* _Aim of the exercise_
Return every line of the records below that contains the word "window".

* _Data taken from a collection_
-=-=-=-=-

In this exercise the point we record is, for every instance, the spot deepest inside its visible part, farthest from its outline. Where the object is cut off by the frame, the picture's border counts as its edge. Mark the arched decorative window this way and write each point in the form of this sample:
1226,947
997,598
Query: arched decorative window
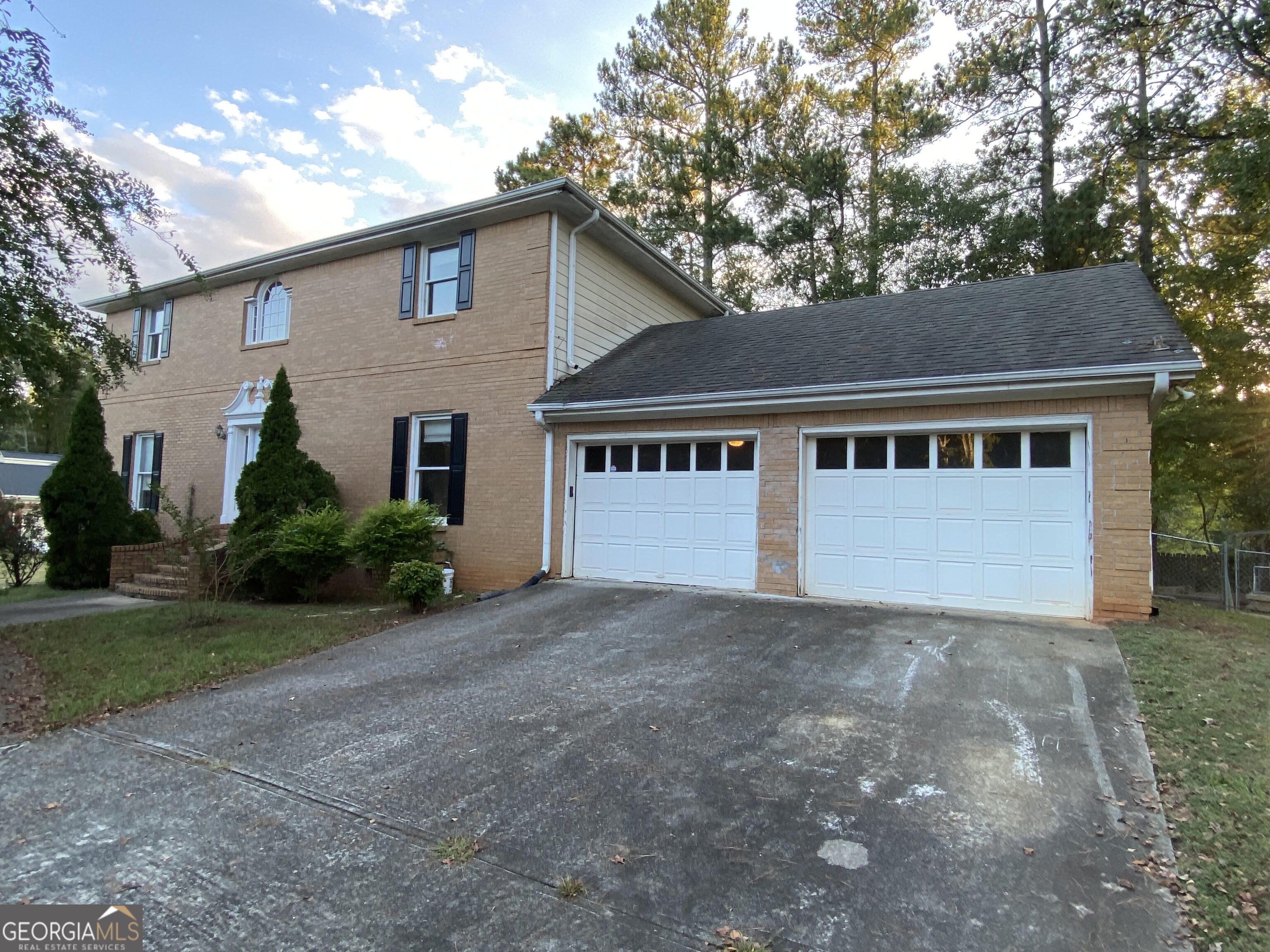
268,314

-=-=-=-=-

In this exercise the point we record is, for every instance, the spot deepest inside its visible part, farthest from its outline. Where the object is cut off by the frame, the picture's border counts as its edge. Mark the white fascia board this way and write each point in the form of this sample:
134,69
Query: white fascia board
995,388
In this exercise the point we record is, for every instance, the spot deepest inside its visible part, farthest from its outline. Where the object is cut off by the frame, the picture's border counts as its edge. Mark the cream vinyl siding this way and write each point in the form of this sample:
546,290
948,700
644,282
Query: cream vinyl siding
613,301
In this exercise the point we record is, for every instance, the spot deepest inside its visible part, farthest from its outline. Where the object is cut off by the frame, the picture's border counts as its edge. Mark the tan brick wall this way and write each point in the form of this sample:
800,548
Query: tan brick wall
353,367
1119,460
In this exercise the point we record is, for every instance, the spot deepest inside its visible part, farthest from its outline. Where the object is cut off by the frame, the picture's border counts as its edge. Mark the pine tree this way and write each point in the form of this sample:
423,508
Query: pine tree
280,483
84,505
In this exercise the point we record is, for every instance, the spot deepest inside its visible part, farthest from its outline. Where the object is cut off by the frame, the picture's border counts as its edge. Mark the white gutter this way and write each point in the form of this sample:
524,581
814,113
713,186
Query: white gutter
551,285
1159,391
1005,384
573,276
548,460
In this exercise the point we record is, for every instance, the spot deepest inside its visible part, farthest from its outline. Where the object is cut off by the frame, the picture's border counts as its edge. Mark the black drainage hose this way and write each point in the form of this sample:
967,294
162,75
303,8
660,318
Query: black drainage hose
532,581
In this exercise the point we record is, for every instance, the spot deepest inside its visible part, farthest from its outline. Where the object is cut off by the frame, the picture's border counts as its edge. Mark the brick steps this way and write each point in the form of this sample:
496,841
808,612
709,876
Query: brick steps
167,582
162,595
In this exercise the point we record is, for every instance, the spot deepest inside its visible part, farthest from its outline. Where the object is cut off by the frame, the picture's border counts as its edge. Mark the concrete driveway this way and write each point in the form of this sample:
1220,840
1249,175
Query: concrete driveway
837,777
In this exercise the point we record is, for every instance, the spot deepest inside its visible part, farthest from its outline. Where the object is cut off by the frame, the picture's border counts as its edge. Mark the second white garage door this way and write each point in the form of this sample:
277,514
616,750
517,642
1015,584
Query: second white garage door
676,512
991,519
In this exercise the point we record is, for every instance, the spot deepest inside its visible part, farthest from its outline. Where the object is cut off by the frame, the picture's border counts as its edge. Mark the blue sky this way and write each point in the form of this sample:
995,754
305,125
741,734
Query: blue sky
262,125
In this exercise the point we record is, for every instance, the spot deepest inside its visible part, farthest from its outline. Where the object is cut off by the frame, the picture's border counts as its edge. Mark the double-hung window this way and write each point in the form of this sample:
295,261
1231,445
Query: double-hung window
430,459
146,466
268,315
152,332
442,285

-=-=-=-=-

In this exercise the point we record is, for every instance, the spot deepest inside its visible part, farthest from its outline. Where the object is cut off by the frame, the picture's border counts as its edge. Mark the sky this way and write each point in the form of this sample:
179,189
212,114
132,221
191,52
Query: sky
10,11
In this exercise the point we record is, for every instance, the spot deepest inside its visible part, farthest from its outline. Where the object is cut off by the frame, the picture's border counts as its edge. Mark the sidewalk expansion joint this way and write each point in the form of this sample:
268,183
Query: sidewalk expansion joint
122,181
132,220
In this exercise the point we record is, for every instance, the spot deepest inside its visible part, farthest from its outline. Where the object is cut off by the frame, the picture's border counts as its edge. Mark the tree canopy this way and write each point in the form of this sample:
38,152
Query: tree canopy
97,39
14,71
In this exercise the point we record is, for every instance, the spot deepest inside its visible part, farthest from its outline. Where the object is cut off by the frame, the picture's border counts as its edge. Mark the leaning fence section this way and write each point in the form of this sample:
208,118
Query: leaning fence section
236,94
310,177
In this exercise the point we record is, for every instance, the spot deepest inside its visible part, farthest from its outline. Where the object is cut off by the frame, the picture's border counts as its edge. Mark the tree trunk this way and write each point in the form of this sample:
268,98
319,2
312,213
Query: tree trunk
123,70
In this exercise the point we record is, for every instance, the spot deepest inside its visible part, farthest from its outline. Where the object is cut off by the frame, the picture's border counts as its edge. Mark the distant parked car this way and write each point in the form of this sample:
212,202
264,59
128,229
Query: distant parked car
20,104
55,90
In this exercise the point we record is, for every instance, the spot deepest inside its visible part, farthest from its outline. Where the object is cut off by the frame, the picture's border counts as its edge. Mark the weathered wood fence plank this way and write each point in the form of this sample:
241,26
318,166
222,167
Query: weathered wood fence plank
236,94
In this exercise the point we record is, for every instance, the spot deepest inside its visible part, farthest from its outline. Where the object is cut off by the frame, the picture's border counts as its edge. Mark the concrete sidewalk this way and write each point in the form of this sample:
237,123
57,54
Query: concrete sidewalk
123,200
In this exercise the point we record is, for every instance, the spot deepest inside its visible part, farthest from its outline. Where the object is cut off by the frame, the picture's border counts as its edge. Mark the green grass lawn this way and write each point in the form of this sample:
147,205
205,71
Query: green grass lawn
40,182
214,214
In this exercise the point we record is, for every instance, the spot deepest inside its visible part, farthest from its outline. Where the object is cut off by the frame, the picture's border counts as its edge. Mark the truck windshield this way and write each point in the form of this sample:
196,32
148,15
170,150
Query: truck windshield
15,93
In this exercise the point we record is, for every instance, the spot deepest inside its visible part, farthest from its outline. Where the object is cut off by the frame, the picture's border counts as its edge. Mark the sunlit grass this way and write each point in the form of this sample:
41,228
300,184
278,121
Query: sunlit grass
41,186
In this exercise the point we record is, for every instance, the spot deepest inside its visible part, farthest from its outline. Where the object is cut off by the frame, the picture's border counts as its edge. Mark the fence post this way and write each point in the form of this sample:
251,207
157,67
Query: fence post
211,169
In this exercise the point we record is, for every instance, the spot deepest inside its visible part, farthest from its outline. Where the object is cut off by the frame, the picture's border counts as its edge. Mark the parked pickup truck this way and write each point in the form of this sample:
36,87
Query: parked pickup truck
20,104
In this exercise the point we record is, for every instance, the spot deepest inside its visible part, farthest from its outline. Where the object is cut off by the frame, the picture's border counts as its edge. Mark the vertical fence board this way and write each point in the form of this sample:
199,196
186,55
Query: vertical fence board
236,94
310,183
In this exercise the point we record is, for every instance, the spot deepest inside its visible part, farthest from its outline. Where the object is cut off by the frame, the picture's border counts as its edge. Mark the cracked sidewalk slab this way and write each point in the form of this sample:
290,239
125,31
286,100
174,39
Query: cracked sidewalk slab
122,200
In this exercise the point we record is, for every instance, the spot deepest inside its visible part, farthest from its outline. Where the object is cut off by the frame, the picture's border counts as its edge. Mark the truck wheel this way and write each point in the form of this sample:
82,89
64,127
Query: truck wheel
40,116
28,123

-=-=-=-=-

* _Result for this exercise_
In this exercise the point we record is, for every instance, the spot deepest inside its visible part, farthest from its outline. Where the object is cut off by the frame, the picture's border counts as its edge. Mark the arched decorative window this way and write each point in the form of this sample:
Query: arched decorative window
In this exercise the point we record is, for every instance, the spot deepest inside its visible part, farthest from its outline. Where the object is cut off by the frame, the picture's border counts as its edge. Mark the double-hung window this way and write each point in the form of this sample:
Query: double-hung window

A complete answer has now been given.